### PROBLEM TO SOLVE
Transcribe the entries that follow, word for word.

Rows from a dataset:
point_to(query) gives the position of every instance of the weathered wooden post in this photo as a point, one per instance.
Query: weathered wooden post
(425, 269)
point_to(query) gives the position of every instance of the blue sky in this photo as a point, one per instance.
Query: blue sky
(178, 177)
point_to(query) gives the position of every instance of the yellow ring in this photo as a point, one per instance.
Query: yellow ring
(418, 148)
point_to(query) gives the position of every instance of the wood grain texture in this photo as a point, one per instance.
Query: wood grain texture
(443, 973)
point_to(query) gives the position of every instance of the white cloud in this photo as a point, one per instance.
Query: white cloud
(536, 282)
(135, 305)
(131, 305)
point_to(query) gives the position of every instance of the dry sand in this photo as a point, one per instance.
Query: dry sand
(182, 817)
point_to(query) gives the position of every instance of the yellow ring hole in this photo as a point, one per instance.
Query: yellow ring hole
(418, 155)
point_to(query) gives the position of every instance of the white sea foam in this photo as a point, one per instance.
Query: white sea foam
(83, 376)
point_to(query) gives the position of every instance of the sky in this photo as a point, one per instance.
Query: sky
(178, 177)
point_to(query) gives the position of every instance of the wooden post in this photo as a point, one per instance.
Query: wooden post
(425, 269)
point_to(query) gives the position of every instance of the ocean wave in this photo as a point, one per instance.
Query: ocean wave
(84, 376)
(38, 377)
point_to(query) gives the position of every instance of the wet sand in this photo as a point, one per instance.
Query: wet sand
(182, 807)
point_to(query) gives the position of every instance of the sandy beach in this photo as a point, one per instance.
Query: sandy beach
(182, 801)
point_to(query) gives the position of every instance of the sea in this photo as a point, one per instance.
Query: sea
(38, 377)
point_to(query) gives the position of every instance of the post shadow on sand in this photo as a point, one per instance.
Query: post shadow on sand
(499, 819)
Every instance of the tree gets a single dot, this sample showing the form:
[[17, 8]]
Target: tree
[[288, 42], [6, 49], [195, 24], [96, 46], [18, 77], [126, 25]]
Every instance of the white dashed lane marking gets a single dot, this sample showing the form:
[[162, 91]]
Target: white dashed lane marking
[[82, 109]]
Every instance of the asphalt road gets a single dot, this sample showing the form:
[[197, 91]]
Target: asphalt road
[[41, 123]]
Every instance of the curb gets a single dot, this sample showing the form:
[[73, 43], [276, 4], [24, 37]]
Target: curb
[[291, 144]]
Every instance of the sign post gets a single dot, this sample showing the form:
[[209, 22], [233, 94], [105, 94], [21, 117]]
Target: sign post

### RESPONSE
point_to(query) gives the position of every instance of the weathered wooden post in this photo as a point, one per instance.
Query: weathered wooden post
(425, 269)
point_to(query) gives the position of every instance of the blue sky in this photo as a point, one per instance.
Query: blue sky
(178, 177)
point_to(query) gives the position of every instance of the yellow ring in this photo as a point, one per instance.
Query: yellow ring
(418, 148)
point_to(query) gives the position of every instance of the wood grain texture in this photo as a point, one per instance.
Query: wood grain texture
(443, 973)
point_to(query) gives the position of every instance of the white cloud in this photo as a point, one per instance.
Query: white cloud
(536, 282)
(135, 305)
(131, 305)
point_to(query) gives the position of every instance of the dry sand in this photo as a point, one per instance.
Query: dry sand
(182, 817)
point_to(query) gives the position of every instance of the yellow ring hole in this photo as a point, one per instance.
Query: yellow ring hole
(418, 155)
point_to(query) gives the position of every instance of the white sea foam in this photo as a point, one per instance.
Query: white sea foam
(83, 376)
point_to(query) gives the position of every instance of the sky in this photo as a point, one per instance.
Query: sky
(178, 177)
point_to(query) gives the position of every instance of the wooden post in this photo as a point, one per instance.
Query: wooden post
(425, 269)
point_to(query) gives the position of every instance of the ocean wave in this photo as a point, one per instance.
Query: ocean wave
(84, 376)
(38, 377)
point_to(query) gives the position of every instance of the wet sand in this photo as a point, one per instance.
Query: wet sand
(182, 807)
point_to(query) gives the position of every instance of the sandy beach in this photo as a point, one per instance.
Query: sandy beach
(182, 801)
point_to(query) gives the position of every instance of the sea in this photo as a point, one per instance.
Query: sea
(38, 377)
point_to(query) gives the position of every instance of the post shadow on sand in this photo as a point, one per instance.
Query: post shadow on sand
(499, 819)
Every instance of the tree gets a single dot, this sample showing the form:
[[17, 8]]
Target: tree
[[288, 42], [6, 49], [195, 24], [96, 46], [18, 77], [126, 25]]
Every instance of the white dashed lane marking gets a single dot, this sample showing the form:
[[162, 91]]
Target: white dashed lane marking
[[82, 109]]
Every instance of the asphalt road gets a single dot, this sample showing the form:
[[197, 91]]
Target: asphalt road
[[41, 123]]
Every instance of the curb gets a single dot, this sample showing the form:
[[73, 43], [276, 4], [24, 37]]
Target: curb
[[291, 144]]
Every instance of the sign post gets a single dot, this sample showing the form:
[[209, 22], [233, 94], [105, 94], [21, 117]]
Target: sign post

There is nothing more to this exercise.